Output every line of all the records below as a JSON list of strings, one string per line, with blank lines left out.

#####

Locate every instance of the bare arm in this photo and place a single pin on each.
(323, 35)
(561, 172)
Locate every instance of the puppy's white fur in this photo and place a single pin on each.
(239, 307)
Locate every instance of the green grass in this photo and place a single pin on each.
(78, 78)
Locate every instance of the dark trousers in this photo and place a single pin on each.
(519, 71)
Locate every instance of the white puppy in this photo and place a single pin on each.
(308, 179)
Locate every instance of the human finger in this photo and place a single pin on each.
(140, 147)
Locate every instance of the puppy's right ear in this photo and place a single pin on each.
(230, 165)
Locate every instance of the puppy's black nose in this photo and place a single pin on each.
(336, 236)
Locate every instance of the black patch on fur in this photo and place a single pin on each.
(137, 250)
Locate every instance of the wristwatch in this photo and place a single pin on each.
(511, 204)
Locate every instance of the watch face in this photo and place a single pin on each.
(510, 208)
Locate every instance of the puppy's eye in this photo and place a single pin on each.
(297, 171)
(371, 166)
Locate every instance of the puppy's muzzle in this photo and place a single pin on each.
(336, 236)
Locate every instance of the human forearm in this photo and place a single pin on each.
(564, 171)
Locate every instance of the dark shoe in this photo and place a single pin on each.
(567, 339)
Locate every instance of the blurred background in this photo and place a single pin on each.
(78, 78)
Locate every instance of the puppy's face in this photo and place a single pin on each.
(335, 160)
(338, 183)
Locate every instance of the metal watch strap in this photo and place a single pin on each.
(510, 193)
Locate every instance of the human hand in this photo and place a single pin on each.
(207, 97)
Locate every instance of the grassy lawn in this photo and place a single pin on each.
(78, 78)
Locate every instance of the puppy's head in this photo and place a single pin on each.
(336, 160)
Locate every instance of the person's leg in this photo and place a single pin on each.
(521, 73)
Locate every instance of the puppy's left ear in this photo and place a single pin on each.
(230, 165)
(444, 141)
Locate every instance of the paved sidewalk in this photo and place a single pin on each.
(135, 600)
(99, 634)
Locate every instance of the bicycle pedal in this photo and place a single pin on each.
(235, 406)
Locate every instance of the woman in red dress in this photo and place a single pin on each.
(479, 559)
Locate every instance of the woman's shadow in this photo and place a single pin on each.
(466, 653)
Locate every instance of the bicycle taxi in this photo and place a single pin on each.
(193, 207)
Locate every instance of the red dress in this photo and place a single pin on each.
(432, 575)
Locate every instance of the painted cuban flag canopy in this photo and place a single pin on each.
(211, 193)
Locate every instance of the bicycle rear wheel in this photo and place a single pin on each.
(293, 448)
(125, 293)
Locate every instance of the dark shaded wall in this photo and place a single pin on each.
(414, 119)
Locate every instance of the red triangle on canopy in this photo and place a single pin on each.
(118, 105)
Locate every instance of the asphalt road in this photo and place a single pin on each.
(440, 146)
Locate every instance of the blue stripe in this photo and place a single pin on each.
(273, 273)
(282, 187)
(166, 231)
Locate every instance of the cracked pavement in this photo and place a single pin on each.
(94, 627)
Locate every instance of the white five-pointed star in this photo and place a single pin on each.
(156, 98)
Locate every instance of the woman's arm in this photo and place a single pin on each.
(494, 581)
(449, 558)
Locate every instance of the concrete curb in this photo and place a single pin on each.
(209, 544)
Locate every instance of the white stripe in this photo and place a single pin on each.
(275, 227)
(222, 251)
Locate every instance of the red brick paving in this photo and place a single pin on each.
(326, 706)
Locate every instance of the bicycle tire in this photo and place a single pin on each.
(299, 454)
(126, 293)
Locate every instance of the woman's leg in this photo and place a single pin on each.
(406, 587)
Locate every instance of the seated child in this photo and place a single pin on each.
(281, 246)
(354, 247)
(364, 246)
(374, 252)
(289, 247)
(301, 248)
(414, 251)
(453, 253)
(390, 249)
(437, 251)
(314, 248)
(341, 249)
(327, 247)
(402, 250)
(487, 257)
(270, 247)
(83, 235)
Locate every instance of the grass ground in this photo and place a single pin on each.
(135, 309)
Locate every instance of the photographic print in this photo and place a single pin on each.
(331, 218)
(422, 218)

#####

▶ **The answer**:
[
  "Locate every instance of the bare arm in this photo and place a single pin on each.",
  "(323, 35)",
  "(561, 172)",
  "Locate every instance of the puppy's white fur in this photo and place a single pin on each.",
  "(239, 307)",
  "Locate every instance of the green grass in this photo and place a single pin on each.",
  "(78, 78)",
  "Locate every instance of the dark trousers in this photo and place a single pin on each.",
  "(519, 71)",
  "Locate every instance of the white puppy in this photo and place a single pin on each.",
  "(308, 179)",
  "Locate every instance of the human finger in this photo and place a single pin on each.",
  "(140, 147)",
  "Locate every instance of the puppy's right ear in this photo and place a single pin on each.",
  "(230, 165)",
  "Locate every instance of the puppy's black nose in this photo and place a single pin on each.",
  "(336, 236)",
  "Locate every instance of the black patch on fur in this photo and place a single pin on each.",
  "(137, 250)",
  "Locate every instance of the wristwatch in this photo and place a single pin on each.",
  "(511, 204)",
  "Locate every instance of the watch face in this photo and place a single pin on each.",
  "(510, 208)",
  "Locate every instance of the puppy's eye in this photo and place a single pin on each.",
  "(297, 171)",
  "(371, 166)",
  "Locate every instance of the puppy's muzzle in this photo and place a single pin on each.",
  "(336, 236)",
  "Locate every instance of the human forearm in this photo and place a single pin on each.",
  "(564, 171)",
  "Locate every instance of the dark shoe in this photo and place a single pin on each.",
  "(567, 339)",
  "Locate every instance of the blurred background in this photo and place a single pin on each.",
  "(78, 78)",
  "Locate every instance of the puppy's face in this photo and place a single pin on each.",
  "(335, 160)",
  "(338, 183)",
  "Locate every instance of the metal watch strap in this photo and place a single pin on each.",
  "(510, 193)",
  "Locate every instance of the human hand in this photo and place a single pin on each.",
  "(207, 97)",
  "Locate every instance of the grassy lawn in this photo and place a single pin on each.",
  "(78, 78)",
  "Locate every instance of the puppy's head in this photo and place a single pin on each.",
  "(336, 160)",
  "Locate every instance of the person's leg in this photo and place a single pin on each.",
  "(521, 73)",
  "Locate every instance of the puppy's left ear in this photo and place a single pin on each.",
  "(230, 165)",
  "(444, 141)",
  "Locate every instance of the paved sidewalk in this photo and place a single pin on each.",
  "(135, 600)",
  "(99, 634)",
  "Locate every instance of the bicycle pedal in this photo and place a single pin on each.",
  "(235, 406)",
  "Locate every instance of the woman in red dress in this photo and place a single pin on each.",
  "(479, 559)",
  "Locate every instance of the woman's shadow in this photo and place a single pin on each.",
  "(466, 653)",
  "Locate every instance of the bicycle taxi in this photo and place a single pin on each.",
  "(193, 207)",
  "Locate every instance of the red dress in this photo and place a single pin on each.",
  "(432, 575)",
  "Locate every instance of the painted cuban flag canopy in this photo and place a single pin on each.",
  "(211, 193)",
  "Locate every instance of the bicycle rear wheel in this photo and place a single pin on each.",
  "(293, 448)",
  "(125, 293)",
  "Locate every instance of the dark shaded wall in this photo and place a single pin on each.",
  "(414, 119)",
  "Locate every instance of the red triangle on canopy in this photo and place a single pin on each.",
  "(118, 105)",
  "Locate every instance of the asphalt road in this photo and place a single pin on each.",
  "(440, 146)",
  "Locate every instance of the blue stripe in this photo and place a single pin on each.",
  "(273, 273)",
  "(282, 187)",
  "(166, 231)",
  "Locate every instance of the cracked pavement in this photo and place a single pin on each.",
  "(94, 627)",
  "Locate every instance of the white five-pointed star in this photo and place a single pin on each.",
  "(156, 98)",
  "Locate every instance of the woman's arm in this photo and place a single pin on each.",
  "(494, 581)",
  "(449, 558)",
  "Locate every instance of the concrete curb in this photo and place a single pin on each.",
  "(209, 544)",
  "Locate every instance of the white stripe in this photo and place a single pin on each.",
  "(275, 227)",
  "(222, 251)",
  "Locate every instance of the red brick paving in this photo and place a single pin on each.",
  "(326, 706)",
  "Locate every instance of the bicycle tire in this photo and place a single pin on each.",
  "(299, 454)",
  "(126, 293)",
  "Locate every instance of the woman's leg in this photo and place a single pin on each.",
  "(406, 587)",
  "Locate every instance of the seated child in this photo and place a single pin on each.",
  "(281, 246)",
  "(354, 247)",
  "(364, 246)",
  "(374, 252)",
  "(289, 247)",
  "(301, 248)",
  "(414, 251)",
  "(453, 253)",
  "(390, 249)",
  "(437, 251)",
  "(314, 248)",
  "(341, 249)",
  "(327, 247)",
  "(402, 250)",
  "(487, 257)",
  "(270, 247)",
  "(83, 235)",
  "Locate every instance of the grass ground in this photo and place a single pin on each.",
  "(135, 309)",
  "Locate every instance of the photographic print in this photo and place a single pin on each.",
  "(331, 218)",
  "(422, 218)"
]